In the data, extract each line that holds the string "gravel".

RECORDS FOR PROCESSING Start Marker

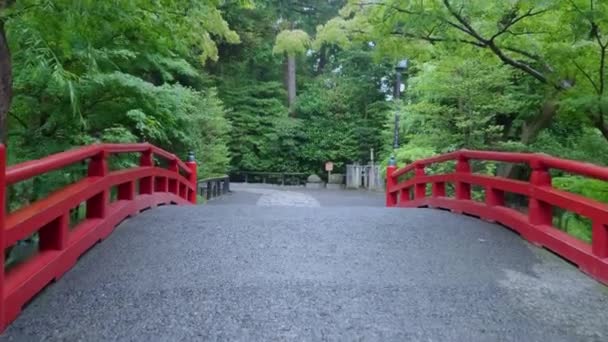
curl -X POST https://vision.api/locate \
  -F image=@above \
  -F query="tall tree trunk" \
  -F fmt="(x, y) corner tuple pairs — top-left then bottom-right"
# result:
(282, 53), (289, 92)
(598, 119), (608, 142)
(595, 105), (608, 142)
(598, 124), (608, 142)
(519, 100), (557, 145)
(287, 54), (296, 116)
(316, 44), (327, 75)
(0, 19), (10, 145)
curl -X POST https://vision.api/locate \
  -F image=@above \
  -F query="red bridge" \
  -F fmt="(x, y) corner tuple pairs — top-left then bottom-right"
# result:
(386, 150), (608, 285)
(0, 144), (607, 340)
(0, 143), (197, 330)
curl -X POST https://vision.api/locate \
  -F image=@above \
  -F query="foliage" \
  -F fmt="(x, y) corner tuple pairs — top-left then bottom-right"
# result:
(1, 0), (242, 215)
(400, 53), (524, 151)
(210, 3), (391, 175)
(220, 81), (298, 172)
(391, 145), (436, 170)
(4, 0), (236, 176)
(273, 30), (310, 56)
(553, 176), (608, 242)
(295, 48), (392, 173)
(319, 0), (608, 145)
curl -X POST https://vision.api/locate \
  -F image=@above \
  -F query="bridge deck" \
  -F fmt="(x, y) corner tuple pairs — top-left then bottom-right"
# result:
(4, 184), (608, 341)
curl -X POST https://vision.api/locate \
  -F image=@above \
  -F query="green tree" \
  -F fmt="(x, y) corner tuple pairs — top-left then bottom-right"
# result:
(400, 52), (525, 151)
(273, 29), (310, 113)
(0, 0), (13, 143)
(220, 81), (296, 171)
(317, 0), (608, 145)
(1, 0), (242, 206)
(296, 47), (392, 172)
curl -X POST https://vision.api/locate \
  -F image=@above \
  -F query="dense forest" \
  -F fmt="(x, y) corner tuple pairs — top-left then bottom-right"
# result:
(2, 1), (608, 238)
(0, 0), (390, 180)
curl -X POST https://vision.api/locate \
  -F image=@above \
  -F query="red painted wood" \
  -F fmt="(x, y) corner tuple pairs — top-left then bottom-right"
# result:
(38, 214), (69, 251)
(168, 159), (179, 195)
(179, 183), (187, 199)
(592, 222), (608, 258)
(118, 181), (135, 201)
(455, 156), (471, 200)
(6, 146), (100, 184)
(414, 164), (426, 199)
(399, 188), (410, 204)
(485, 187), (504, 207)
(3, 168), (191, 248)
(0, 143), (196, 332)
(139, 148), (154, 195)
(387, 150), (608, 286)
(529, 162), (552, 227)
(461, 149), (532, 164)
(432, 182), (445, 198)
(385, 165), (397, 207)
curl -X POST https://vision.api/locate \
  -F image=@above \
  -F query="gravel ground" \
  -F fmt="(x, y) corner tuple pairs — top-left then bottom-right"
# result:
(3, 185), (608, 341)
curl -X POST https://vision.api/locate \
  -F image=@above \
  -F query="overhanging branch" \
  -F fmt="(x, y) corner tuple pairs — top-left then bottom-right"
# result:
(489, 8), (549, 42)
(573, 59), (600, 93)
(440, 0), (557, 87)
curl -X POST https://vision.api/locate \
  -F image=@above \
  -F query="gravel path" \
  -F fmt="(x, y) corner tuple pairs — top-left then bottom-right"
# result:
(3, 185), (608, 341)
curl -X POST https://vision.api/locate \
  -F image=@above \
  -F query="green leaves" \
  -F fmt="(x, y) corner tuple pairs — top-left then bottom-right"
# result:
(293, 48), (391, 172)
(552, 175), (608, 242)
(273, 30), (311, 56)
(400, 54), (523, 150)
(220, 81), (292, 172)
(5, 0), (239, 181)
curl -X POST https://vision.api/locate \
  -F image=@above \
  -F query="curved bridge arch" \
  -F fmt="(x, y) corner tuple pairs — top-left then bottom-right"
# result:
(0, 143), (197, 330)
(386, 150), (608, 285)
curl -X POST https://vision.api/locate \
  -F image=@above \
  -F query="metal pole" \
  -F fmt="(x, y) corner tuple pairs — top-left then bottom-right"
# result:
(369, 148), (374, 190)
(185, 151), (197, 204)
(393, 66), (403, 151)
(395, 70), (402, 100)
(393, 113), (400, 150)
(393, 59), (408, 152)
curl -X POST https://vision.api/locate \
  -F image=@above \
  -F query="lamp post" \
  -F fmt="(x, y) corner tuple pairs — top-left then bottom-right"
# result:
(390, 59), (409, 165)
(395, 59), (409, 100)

RECORDS FOR PROCESSING End Marker
RECORDS FOR PROCESSING Start Marker

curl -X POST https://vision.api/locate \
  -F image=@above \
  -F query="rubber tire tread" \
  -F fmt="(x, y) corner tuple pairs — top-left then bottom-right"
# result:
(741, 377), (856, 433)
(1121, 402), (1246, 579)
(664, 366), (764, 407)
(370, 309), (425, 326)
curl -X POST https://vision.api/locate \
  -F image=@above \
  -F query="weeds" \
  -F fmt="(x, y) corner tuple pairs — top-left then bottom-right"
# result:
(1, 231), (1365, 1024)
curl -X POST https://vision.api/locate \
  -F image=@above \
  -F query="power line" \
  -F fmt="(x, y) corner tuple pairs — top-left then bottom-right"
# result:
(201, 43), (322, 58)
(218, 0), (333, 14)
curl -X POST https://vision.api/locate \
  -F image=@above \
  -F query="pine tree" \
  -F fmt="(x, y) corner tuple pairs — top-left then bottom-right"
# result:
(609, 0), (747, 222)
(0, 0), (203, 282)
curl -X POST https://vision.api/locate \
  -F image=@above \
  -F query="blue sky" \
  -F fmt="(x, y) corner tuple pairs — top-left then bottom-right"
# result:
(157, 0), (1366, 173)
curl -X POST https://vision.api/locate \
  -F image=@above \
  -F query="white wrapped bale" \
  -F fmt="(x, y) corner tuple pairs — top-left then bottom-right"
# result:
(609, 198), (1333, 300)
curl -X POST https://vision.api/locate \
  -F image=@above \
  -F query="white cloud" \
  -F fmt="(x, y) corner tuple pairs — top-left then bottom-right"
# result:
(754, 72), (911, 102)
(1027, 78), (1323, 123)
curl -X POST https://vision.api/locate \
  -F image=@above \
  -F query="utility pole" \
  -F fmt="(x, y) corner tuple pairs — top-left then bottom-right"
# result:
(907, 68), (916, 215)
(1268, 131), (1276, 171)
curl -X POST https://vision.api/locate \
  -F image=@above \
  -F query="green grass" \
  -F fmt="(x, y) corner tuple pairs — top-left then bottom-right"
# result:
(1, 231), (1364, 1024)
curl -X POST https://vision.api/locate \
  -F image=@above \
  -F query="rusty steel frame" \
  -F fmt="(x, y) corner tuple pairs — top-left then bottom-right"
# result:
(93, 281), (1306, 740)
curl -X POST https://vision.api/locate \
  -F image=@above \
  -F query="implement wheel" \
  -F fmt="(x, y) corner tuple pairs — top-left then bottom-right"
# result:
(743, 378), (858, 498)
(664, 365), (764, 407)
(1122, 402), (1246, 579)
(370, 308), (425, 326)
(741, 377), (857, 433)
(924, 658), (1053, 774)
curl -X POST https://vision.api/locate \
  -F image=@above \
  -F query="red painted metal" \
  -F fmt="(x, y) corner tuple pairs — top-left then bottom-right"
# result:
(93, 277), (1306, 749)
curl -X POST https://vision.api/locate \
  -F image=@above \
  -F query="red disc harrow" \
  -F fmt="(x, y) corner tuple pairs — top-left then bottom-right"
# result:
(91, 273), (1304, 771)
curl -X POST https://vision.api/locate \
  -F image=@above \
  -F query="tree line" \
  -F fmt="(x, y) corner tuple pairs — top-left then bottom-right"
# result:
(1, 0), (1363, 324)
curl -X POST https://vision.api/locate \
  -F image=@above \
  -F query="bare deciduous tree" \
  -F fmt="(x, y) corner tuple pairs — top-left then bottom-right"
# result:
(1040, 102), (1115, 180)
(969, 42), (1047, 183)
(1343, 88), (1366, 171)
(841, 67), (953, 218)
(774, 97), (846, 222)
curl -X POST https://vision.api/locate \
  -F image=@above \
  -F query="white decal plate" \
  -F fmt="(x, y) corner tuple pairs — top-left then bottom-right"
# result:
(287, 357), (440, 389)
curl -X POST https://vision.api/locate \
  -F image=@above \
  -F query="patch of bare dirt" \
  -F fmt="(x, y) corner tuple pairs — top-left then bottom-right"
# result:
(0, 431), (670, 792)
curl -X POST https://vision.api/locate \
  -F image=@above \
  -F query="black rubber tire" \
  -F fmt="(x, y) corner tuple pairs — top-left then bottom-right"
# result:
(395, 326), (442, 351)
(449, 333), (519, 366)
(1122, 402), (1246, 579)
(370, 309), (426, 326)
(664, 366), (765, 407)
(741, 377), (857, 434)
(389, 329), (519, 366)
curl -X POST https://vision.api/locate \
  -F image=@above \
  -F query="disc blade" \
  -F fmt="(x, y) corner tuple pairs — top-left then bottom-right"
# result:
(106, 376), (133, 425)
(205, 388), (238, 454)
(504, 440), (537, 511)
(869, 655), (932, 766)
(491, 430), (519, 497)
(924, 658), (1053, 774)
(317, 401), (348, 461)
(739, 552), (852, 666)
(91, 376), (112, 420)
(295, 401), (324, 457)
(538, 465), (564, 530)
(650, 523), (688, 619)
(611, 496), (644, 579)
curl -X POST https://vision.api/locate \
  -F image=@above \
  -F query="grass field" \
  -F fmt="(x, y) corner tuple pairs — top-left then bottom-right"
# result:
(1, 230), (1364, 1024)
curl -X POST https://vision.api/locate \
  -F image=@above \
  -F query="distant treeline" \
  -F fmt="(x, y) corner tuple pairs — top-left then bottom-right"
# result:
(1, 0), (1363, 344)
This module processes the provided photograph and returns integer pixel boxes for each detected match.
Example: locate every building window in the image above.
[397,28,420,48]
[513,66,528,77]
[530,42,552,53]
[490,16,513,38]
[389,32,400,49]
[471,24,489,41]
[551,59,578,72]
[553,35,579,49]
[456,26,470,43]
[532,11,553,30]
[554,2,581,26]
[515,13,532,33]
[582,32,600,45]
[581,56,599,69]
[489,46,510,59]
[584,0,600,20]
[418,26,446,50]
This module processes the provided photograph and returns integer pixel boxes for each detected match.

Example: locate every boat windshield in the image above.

RECORDS FOR PROCESSING End Marker

FINISHED TASK
  -F query="gravel ground" \
  -F query="gravel path" \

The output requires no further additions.